TEXT PROVIDED:
---*---

Find the name of the current file being rendered in Quarto

I use Quarto to generate docx files. I like to include a section at the end of the qmd file that contains useful information (the Quarto version, the R version, the date and time of rendering, machine information). This information is useful later when I need to revisit the job. When I previously used RMarkdown, I was also able to extract the name of the Rmd file that was being processed, using a trick from someone (and I don't remember where...), like this (in the Rmd file itself):

This RMarkdown document has the filename r gsub(",.*$","",gsub("rmarkdown::render(","",commandArgs()[6],fixed=TRUE)).

For Quarto, the same trick does not work. Does anyone know any way to find out the name of the qmd file that is being rendered?

The quarto package can give some useful information, but not the rendering file.

Thanks
Stephen

I don't think we have the information stored and available from within Quarto - Maybe we could make this available in Variables system (Quarto – Variables)

The idea is tracked in

There is a Lua workaround there.

---*---

DATA LINES:
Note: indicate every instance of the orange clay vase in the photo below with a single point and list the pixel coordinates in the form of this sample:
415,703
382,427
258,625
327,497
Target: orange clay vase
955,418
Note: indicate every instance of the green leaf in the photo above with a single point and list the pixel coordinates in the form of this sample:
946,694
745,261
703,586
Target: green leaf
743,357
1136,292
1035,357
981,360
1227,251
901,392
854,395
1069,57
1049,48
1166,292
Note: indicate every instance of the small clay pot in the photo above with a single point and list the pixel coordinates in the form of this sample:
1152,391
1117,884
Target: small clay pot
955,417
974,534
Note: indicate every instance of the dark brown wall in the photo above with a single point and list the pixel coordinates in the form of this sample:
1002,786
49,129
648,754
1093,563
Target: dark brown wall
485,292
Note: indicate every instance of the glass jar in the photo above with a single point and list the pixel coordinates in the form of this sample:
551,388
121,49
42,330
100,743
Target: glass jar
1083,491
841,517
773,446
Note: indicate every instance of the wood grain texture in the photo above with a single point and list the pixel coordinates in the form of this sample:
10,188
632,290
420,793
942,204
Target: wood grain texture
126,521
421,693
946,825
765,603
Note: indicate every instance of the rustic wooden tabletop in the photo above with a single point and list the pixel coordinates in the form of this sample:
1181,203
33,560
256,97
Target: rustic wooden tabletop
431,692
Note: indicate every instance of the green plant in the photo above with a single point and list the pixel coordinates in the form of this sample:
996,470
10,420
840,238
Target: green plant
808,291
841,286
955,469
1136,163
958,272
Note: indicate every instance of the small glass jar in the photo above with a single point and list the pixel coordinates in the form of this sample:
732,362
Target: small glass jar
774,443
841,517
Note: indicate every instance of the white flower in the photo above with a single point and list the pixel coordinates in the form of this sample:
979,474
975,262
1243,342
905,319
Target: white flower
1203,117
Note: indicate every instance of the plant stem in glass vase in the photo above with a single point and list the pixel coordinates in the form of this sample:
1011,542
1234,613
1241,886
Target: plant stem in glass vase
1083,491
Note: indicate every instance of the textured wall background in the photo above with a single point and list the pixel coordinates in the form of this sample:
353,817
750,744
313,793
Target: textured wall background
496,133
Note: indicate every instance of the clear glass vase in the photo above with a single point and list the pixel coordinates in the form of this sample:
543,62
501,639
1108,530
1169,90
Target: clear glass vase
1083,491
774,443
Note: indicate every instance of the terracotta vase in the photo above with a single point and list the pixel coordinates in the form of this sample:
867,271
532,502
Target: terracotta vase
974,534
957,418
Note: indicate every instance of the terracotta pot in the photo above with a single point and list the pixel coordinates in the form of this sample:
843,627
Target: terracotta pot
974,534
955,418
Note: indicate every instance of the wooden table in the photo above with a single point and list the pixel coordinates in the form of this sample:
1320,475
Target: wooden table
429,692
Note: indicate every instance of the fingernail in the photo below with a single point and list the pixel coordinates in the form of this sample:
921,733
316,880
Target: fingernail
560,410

---*---

EXERCISE OBJECTIVE: Resume the discussion about getting the name of the file Quarto is rendering, starting after its last sentence, "There is a Lua workaround there."

ANSWER BELOW:
For current workaround, I am thinking of two thinks R specific

  • knitr has knitr::current_input() function. This will return the filename of the input being knitted. You won't get the original filename because it gets processed by Quarto and an intermediate file is passed to knitr but it is just a matter for extension so this would give you the filename

This is written in test2.qmd

---
format: html
---

The input `.qmd` file for this output is `` `r xfun::with_ext(knitr::current_input(), "qmd")` `` 

It returns this
image

  • Using quarto::quarto_render() and leveraging parameters

test.qmd document

---
format: html
params:
  input_file: ""
---

The input `.qmd` file for this output is `` `r params$input_file` `` 

rendered using

input <- "test2.qmd"
quarto::quarto_render(input, execute_params = list(input_file = input))

You see the idea I believe on how using params can help you pass information from R to knitr.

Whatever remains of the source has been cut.